My sewing days are over, so I'm selling my vintage Singer Slant Needle sewing machine and cabinet. It has a gaggle of attachments including button-holer, pleater, ruffler and more. It belonged to my Aunt Ann, who was an excellent tailor, making most of her own dresses and coats that looked like fine designer clothes. I'll keep a smaller portable Brother quilting machine.
As I write this, Benny and the Jets plays, the iconic song blasted through a window at Kiester Rd Apts in Slippery Rock the summer of 1973. Dancing in the streets, joy everywhere.
Random: I counted 22 friends on Facebook who are no longer with us. Is this sounding dreadful? It is...
Why California? When we first moved to NYC Gateway Towers, Manhattan NY, we met Wade and Laura, and Carla was hired to nanny their 2 small children when she was 15. They have been lifelong friends ever since. They sublet their Manhattan apartment, bought a house in Visalia CA and offered to host wedding festivities. After looking at venues nearby, she decided to take them up on their offer. I'm nervous as a whore in church to leave my comfort zone, but excited to send her off in into a magical future. That's all folks, til we meet again.
”Let’s walk towards each other and let’s say goodbye.” Legendary performance artists and former couple Marina Abramović and Ulay (1943-2020) discuss their final joint performance.
After many years of collaborating in life and art, Marina Abramović and Ulay decided to end their relationship and collaboration in 1988 with one final performance piece: The Great Wall Walk. The two walked the Great Wall of China, one from the East end of the wall, the other from the West, meeting halfway: ”This was probably the most dramatic goodbye,” Marina Abramović says.

» THE PROBLEM:
Copy the passage of the excerpt that starts with the words "After many years" and ends with "Marina Abramović says.". The rows have nothing to do with the excerpt above.

» DATA EXTRACT:
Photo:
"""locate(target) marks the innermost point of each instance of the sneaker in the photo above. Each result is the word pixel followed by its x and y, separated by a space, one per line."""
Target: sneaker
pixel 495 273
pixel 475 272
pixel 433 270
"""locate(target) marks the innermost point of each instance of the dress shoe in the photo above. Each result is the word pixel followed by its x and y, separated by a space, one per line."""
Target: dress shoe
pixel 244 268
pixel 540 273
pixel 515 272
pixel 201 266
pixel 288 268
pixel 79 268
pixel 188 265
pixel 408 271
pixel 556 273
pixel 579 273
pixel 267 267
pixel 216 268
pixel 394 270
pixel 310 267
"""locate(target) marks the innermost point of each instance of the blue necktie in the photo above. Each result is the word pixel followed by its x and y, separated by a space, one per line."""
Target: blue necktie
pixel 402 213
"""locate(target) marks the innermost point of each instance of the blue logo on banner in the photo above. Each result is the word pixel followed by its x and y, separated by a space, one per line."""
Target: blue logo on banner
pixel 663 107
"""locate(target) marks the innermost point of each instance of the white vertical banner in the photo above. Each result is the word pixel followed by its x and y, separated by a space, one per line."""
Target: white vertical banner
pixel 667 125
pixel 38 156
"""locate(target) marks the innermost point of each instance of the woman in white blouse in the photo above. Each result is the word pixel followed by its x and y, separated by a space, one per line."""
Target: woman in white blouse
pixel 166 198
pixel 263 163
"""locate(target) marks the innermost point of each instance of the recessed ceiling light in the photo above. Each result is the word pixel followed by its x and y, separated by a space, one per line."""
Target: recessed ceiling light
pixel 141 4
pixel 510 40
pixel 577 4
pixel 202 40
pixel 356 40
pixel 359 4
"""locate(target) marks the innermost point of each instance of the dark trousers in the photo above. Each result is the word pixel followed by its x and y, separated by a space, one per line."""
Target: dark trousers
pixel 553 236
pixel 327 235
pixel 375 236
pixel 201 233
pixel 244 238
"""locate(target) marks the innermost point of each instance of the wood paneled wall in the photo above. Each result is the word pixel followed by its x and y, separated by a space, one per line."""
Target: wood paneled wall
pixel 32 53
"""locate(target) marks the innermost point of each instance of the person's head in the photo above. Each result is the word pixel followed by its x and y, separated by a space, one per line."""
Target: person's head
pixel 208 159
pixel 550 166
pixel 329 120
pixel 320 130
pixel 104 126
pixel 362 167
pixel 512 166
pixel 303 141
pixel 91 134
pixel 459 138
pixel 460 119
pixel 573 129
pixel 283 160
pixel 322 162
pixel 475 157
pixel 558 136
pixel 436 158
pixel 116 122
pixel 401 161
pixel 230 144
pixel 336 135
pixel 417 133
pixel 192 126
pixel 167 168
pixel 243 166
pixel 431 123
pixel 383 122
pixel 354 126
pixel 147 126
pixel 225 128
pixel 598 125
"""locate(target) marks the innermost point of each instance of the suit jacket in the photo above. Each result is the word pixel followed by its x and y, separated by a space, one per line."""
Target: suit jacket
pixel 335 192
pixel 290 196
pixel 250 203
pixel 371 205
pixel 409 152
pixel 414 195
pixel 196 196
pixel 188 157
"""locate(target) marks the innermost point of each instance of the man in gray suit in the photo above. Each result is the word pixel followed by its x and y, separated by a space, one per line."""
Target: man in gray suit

» WRITTEN REPLY:
After many years of collaborating in life and art, Marina Abramović and Ulay decided to end their relationship and collaboration in 1988 with one final performance piece: The Great Wall Walk. The two walked the Great Wall of China, one from the East end of the wall, the other from the West, meeting halfway: ”This was probably the most dramatic goodbye,” Marina Abramović says.